══ Excerpt ══

About

My family history is marked by hard work, harsh realities, battle readiness, and a desire for a better life.

When I finally came of age, I was a bit different from them. But I share their fire.

To the right, you’ll see an “official” document from a workcamp – the man in the photo is my maternal grandfather as a young man, freshly arrived to work on a farm during WWII.

Welcome to Spanning Generations, where history not only “comes alive,” but learns meaning anew.

The photos are hidden away on a dead phone somewhere, but the memories live in my mind.

You may be thinking that a girl with my interests is quite strange, and in many cultures focusing on death surely is odd. But I have always been a little removed from life around me; I’m observant, I say things no one else will dare, y’know. One of my earliest Halloween costumes was even Wednesday Addams 😉

But I’m not a body-snatcher or an oddities collector in the usual sense. I actually find people who do that quite awful. I am not a professional thanatologist or genealogist. I’m somewhere in-between, like many of these souls trapped in documents or memoriam regalia are. And I aim to tell their stories so they may be free.

═══
══ Given information ══

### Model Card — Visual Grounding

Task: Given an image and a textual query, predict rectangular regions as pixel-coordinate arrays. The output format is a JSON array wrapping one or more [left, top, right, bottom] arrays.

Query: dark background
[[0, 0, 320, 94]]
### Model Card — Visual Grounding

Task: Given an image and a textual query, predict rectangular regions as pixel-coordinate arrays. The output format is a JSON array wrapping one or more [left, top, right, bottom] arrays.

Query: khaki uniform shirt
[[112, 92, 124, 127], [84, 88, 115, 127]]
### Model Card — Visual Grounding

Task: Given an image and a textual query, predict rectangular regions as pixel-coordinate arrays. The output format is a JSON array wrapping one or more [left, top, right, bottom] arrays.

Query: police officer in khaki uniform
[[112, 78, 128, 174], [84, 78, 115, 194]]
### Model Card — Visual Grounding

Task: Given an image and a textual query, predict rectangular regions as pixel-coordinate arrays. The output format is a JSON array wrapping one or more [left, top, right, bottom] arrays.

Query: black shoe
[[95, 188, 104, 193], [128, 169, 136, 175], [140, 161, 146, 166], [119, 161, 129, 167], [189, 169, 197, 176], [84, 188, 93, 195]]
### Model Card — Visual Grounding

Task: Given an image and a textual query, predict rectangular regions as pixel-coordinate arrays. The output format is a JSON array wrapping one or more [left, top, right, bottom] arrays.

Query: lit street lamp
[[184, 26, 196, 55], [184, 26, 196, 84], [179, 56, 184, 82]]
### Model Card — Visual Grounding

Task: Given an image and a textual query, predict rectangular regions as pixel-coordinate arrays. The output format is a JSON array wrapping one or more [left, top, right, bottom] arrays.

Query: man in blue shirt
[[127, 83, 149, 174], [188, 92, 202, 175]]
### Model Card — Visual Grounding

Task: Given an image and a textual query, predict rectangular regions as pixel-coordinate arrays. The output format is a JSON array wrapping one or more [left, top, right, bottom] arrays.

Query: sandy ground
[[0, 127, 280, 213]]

═══

Prompt>
Print the About page from "To the right, you’ll" down to "farm during WWII." without altering a word. The items have no connection to the About page.

Reply to the task>
To the right, you’ll see an “official” document from a workcamp – the man in the photo is my maternal grandfather as a young man, freshly arrived to work on a farm during WWII.